▸ **SUPPLIED TEXT**:
====================
I was on vacation in Costa Rica with my husband and daughter when I saw the highways of the leaf-cutter ants. The leaf-cutters are very complex in terms of their social system. They have more than 10 behavioral and morphological “castes,” as they are termed, yet they all have the same genome. The ants are exactly like the cells in the human body, but on a whole colony level. So, as in our cells, they can use or turn off different parts of their genome to make ants with completely different behaviors and tasks — one that’s a soldier, say, or one that’s a forager.
I got so excited. I thought, “Oh gosh, that’s a complex social system all based on epigenetics, not genetics.” I started to look into whether we could study it and manipulate it in the laboratory. I met with another epigenetic scientist I knew and we started to build the whole experimental system from scratch.
We had to find an experimental species that would be good to bring into the lab. Instead of the leaf-cutters, with 10 complex castes, we went with carpenter ants, similar to what you might see around your house. They have just two castes of workers: soldiers and foragers.
By the way, this is a departure for my lab. We study cancer, the brain and aging, in mice and cell systems. The ants are just one part of my lab. The beauty of studying epigenetics is that you can study its impact in different areas of human biology. The ants represented to me a way to study complex sociality.
We have an ant room in my lab set up with plastic boxes with ants living in them. Simple. But we’re using sophisticated techniques normally used in brain or cancer research to study them. We inject the ant brains with specific drugs to induce epigenetic changes.
This is a golden time for biological research because there are so many ways to ask extremely rigorous questions about the differences between cells. We’re doing this with the ants now. You can take single brain cells and understand how they are changing in the different behaviors. That’s really amazing.
====================
▸ **PROVIDED INFORMATION**:
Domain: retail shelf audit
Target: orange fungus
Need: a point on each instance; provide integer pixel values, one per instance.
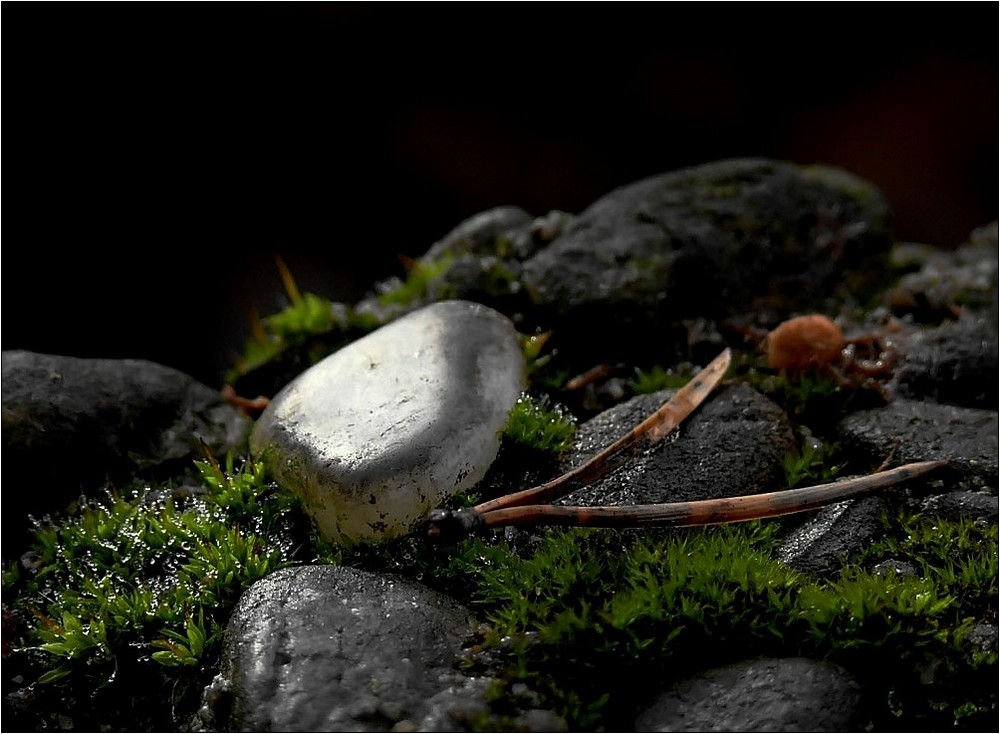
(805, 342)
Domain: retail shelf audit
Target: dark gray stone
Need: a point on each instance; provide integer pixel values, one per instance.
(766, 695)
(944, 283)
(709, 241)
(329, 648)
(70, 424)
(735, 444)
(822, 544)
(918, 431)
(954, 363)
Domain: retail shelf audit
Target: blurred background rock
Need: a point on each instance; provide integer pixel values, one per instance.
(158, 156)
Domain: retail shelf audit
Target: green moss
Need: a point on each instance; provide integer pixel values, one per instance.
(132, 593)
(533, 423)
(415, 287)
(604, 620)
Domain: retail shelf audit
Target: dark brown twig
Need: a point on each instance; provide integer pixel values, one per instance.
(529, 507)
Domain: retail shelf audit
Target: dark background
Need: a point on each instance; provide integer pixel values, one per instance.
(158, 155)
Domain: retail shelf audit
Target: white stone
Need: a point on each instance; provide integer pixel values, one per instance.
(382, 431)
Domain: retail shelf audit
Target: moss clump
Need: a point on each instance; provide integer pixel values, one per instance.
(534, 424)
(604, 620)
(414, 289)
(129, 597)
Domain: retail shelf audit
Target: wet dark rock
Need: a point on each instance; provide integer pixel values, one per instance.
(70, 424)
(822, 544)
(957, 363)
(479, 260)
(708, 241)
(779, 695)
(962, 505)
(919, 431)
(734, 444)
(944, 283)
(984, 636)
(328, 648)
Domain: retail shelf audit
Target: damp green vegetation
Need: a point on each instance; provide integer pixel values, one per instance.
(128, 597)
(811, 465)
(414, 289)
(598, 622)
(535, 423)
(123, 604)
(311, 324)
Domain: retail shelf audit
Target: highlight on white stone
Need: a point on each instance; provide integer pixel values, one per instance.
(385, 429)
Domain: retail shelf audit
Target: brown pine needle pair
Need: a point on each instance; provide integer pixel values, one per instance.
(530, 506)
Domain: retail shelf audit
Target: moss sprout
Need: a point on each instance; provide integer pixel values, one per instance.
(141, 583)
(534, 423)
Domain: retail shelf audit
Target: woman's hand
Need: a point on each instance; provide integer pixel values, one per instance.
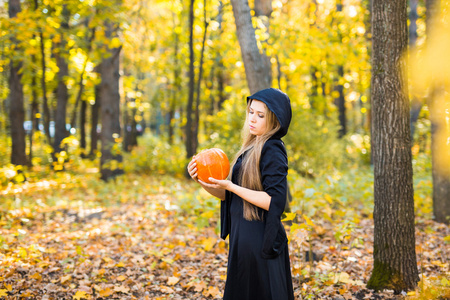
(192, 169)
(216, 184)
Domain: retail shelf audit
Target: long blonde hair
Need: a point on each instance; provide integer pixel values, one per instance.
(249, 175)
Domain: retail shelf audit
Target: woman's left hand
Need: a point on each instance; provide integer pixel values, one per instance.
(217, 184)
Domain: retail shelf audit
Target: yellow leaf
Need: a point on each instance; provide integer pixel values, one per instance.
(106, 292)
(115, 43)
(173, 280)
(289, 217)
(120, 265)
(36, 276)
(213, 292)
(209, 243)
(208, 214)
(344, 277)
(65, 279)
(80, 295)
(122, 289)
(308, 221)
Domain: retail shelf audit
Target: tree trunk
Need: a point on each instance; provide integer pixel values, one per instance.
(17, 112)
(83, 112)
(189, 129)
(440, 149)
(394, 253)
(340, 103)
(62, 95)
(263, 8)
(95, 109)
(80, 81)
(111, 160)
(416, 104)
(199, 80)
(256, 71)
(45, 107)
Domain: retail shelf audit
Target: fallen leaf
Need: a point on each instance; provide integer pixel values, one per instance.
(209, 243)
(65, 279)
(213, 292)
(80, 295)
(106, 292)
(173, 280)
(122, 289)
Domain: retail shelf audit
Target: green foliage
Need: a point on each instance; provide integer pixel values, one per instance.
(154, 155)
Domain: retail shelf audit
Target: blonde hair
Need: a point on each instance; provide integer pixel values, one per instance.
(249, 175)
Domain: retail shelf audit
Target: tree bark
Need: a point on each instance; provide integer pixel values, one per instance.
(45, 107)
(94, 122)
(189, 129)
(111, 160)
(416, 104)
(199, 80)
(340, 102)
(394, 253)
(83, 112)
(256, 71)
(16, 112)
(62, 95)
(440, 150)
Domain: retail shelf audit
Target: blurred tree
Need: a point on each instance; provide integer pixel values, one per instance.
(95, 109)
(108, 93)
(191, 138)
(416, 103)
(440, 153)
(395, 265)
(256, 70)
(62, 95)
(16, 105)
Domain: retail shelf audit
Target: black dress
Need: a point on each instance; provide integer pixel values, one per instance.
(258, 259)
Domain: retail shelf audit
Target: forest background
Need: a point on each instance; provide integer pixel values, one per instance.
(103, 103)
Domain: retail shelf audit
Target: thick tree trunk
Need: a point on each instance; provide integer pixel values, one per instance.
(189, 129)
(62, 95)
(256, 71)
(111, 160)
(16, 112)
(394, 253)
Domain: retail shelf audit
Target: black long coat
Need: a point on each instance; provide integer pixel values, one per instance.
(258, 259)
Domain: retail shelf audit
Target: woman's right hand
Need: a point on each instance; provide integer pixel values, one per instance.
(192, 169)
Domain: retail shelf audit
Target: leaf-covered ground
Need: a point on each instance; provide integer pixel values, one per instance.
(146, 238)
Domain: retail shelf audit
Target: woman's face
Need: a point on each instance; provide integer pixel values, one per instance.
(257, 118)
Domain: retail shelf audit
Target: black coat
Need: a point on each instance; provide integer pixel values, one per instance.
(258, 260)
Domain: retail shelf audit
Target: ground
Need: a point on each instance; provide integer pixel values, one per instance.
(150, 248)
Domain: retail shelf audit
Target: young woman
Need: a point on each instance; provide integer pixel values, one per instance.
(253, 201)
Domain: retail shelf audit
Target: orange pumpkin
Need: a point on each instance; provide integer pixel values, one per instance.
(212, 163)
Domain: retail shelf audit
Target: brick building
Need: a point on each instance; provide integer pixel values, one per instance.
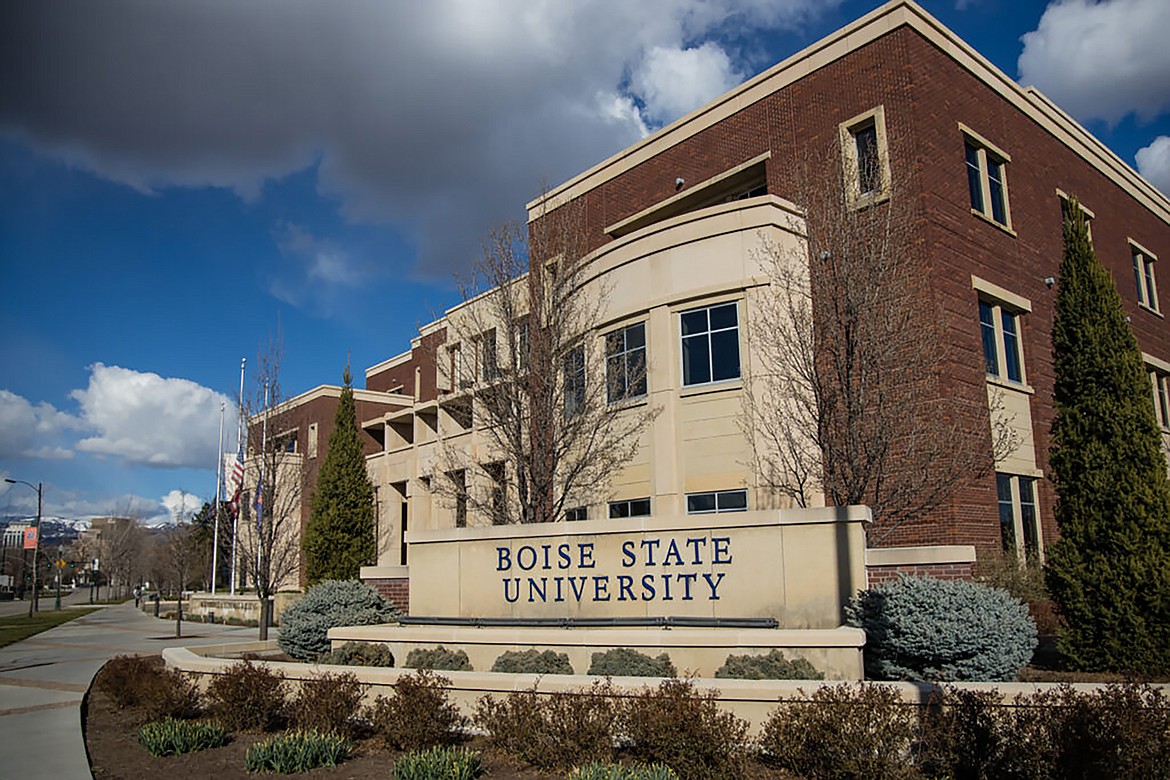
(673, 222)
====================
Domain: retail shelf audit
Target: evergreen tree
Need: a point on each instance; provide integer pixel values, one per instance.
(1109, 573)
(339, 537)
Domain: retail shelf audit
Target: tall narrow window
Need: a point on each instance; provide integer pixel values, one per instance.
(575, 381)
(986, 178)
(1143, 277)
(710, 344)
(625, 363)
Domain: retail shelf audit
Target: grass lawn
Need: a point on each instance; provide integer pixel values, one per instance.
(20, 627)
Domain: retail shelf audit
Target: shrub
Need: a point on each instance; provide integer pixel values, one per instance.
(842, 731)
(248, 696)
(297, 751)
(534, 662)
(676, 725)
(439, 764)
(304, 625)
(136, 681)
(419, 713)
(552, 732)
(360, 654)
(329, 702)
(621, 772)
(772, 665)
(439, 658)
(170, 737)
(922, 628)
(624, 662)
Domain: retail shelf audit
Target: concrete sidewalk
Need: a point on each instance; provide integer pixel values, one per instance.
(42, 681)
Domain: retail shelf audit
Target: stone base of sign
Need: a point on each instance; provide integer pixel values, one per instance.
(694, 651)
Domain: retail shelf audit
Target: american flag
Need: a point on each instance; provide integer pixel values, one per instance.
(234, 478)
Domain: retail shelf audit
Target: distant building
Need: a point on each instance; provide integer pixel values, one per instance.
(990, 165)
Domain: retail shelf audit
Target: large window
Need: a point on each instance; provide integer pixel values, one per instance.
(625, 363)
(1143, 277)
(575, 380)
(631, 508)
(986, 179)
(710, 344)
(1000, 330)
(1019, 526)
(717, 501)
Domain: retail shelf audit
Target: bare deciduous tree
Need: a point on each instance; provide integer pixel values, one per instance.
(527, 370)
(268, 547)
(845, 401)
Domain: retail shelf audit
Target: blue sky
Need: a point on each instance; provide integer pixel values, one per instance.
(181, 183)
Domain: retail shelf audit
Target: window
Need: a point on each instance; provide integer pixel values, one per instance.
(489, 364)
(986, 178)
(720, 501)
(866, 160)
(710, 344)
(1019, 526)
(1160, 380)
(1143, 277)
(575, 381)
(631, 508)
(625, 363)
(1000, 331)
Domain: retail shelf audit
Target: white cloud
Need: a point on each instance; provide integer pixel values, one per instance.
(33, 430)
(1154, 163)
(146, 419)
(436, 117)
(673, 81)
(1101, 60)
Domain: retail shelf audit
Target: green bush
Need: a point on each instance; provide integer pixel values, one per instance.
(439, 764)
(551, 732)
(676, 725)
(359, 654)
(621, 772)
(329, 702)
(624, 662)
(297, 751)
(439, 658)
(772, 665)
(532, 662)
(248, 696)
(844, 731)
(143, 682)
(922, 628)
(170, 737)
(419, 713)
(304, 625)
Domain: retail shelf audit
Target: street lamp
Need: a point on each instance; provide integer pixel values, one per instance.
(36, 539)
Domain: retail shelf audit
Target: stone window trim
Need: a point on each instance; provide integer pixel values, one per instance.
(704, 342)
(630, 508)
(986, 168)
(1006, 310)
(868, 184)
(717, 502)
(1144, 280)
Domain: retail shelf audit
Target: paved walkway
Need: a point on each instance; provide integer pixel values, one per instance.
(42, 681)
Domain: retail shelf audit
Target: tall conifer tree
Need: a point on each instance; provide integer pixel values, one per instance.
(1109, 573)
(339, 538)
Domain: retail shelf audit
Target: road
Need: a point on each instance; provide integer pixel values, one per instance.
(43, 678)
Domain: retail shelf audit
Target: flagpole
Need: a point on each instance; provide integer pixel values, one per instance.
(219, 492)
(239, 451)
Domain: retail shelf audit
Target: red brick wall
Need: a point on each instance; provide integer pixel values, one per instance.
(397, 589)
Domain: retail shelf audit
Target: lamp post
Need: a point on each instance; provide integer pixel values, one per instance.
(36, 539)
====================
▸ **AIM OF THE TASK**: From the passage about studying ants, list every subject the writer's lab studies besides the ants.

▸ **EXERCISE RESPONSE**: Cancer, the brain, and aging.